Supplied information ::
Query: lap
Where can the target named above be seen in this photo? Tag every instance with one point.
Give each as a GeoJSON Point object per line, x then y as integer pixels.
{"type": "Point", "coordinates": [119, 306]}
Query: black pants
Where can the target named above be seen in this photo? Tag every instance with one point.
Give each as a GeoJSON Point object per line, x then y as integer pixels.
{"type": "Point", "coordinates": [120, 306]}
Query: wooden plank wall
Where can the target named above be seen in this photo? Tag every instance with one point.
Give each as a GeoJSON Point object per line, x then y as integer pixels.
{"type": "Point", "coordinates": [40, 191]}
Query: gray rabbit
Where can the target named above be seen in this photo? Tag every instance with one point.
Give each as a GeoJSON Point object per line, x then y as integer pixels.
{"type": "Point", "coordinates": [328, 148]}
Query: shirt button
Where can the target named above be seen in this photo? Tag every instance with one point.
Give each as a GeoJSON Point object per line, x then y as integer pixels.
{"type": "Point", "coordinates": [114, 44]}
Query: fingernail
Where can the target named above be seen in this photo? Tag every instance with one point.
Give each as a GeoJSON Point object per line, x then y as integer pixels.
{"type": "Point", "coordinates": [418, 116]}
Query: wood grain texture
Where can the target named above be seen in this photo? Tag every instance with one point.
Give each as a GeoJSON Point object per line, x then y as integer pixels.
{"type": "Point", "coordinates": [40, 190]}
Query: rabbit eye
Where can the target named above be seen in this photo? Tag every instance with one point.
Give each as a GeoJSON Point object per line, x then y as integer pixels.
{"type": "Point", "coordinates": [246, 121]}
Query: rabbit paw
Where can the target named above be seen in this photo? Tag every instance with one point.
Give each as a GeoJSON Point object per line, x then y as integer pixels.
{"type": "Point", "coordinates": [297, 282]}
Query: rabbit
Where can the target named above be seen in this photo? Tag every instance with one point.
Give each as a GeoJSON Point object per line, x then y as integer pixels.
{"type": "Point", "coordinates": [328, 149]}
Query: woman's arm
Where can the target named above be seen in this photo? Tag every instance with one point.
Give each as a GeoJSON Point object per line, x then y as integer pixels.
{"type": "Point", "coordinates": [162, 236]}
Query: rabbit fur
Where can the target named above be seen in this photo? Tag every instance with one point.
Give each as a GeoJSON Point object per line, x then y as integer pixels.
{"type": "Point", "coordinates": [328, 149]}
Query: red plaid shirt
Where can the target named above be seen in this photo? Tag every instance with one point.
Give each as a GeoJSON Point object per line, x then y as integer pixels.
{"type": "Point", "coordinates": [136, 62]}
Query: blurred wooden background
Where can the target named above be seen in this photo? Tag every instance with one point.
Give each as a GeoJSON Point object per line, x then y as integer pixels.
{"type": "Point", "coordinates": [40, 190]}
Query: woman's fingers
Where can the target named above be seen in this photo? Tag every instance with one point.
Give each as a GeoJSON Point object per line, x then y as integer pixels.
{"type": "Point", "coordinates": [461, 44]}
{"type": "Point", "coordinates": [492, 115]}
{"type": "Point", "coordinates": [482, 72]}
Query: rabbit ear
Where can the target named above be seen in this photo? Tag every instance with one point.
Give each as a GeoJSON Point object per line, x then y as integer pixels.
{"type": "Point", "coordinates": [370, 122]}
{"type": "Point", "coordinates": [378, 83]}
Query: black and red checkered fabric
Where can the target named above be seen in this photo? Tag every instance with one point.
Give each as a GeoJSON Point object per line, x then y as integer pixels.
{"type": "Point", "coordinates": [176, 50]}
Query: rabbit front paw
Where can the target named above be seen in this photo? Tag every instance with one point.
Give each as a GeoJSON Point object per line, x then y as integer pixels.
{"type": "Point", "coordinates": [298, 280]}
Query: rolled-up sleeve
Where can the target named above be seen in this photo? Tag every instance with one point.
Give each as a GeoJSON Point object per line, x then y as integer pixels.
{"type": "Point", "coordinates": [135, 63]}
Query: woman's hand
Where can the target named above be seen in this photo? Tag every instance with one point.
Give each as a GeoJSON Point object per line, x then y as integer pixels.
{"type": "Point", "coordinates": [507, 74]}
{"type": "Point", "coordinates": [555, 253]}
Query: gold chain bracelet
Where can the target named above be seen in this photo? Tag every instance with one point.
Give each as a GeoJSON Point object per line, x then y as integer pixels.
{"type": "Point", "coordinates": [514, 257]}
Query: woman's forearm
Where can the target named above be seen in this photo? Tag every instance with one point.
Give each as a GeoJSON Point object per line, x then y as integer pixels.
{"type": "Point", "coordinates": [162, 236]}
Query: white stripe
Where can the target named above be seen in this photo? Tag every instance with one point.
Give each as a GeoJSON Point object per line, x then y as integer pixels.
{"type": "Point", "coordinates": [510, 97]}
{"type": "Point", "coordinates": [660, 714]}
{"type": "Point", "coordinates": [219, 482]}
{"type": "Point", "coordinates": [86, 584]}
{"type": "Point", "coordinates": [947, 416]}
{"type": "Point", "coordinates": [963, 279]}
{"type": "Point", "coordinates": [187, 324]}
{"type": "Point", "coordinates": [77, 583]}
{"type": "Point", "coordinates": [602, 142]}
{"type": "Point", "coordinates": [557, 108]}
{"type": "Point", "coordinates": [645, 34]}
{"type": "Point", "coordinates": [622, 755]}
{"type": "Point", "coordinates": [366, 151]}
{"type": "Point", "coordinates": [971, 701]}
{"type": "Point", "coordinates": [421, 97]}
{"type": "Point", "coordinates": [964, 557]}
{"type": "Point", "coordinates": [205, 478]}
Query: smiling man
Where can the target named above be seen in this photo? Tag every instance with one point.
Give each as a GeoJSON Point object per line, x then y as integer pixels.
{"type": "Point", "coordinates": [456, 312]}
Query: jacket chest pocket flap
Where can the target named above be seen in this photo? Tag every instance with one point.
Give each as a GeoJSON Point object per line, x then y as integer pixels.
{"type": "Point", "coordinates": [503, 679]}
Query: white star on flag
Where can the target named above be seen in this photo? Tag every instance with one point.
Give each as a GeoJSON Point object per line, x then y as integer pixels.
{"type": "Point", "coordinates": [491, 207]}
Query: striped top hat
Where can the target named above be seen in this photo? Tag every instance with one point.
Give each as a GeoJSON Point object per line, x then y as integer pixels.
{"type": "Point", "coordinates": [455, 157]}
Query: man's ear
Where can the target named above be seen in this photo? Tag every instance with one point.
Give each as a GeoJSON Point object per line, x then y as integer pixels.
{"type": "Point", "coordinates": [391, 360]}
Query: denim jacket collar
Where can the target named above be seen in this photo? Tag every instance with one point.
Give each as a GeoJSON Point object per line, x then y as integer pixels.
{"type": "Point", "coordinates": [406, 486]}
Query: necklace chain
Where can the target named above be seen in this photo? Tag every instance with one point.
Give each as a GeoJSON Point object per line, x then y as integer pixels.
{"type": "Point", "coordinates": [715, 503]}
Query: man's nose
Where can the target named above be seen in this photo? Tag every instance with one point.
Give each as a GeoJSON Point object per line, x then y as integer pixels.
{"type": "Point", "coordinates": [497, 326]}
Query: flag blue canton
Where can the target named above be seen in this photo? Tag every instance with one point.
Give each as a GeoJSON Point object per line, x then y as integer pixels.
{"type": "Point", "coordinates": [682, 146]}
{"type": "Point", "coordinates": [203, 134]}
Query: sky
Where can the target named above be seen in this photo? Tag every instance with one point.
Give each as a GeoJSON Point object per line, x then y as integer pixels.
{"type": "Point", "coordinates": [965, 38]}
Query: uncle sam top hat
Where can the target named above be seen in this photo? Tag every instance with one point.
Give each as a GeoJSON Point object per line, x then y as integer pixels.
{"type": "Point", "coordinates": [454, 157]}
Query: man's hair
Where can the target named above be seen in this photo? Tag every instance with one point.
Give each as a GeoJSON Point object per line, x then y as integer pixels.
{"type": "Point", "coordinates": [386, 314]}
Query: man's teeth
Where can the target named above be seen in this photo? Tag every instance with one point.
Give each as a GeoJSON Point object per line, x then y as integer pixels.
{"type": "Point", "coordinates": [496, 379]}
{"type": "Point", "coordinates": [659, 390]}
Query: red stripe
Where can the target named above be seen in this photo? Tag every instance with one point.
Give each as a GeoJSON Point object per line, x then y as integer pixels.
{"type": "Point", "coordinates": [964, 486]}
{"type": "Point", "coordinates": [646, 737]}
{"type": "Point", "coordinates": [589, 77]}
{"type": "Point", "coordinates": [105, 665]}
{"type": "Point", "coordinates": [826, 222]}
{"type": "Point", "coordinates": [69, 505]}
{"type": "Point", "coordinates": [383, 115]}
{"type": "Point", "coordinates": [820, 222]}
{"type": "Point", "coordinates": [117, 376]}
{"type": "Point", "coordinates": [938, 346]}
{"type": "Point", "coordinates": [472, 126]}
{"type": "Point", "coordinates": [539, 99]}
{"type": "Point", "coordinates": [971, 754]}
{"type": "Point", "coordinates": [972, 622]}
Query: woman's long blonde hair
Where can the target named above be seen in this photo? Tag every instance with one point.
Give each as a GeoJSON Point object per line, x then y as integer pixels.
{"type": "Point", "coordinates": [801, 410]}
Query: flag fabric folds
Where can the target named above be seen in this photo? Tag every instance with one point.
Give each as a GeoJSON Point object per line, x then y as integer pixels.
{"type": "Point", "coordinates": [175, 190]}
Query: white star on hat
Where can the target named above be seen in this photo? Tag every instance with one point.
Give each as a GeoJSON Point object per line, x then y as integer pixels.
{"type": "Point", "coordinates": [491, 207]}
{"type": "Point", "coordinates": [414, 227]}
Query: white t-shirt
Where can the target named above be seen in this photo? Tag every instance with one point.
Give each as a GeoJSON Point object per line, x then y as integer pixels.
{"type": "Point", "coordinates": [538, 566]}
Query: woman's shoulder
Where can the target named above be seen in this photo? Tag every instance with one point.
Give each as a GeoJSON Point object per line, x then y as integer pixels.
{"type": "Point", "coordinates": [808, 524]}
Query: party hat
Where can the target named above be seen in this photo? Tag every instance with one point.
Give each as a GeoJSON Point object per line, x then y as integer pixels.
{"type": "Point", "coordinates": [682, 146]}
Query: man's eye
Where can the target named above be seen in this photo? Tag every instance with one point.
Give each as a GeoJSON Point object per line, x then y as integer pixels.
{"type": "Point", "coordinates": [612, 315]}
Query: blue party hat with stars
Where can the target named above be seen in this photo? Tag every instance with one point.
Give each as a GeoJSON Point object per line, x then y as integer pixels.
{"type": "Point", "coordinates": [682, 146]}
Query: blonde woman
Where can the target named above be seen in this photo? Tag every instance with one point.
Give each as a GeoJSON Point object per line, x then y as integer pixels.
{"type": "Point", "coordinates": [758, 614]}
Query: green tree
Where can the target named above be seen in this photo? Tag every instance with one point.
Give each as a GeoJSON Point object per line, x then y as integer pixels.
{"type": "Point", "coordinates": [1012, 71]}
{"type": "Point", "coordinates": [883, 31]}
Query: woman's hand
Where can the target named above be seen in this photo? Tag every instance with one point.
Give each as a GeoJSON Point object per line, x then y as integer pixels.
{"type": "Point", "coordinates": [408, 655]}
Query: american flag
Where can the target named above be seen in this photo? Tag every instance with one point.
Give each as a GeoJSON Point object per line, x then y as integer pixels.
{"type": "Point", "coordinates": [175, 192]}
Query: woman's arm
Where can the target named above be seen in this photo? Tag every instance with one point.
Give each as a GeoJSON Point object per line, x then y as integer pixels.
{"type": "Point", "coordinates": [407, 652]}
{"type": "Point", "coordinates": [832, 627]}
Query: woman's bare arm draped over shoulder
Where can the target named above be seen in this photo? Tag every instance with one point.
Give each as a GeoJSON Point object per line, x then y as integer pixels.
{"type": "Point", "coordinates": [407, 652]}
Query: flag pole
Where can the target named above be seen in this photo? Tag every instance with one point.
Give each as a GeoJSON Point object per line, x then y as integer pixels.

Instructions to follow ::
Exactly as they appear, retype the lines from the start of the records through the line containing "Query: shirt button".

Task response ::
Query: lap
Where can the target named above be seen in this photo? Tag every instance with one point.
Give each as a GeoJSON Point object per line, x then y as integer pixels.
{"type": "Point", "coordinates": [119, 306]}
Query: black pants
Where can the target named above be seen in this photo? Tag every instance with one point.
Give each as a GeoJSON Point object per line, x then y as integer pixels.
{"type": "Point", "coordinates": [120, 306]}
Query: wooden plank wall
Where can the target named above be seen in this photo? Tag every instance with one point.
Give each as a GeoJSON Point object per line, x then y as integer pixels.
{"type": "Point", "coordinates": [40, 191]}
Query: gray rabbit
Where can the target named above be seen in this photo? Tag every instance with one point.
Give each as a GeoJSON Point object per line, x then y as integer pixels.
{"type": "Point", "coordinates": [328, 148]}
Query: shirt button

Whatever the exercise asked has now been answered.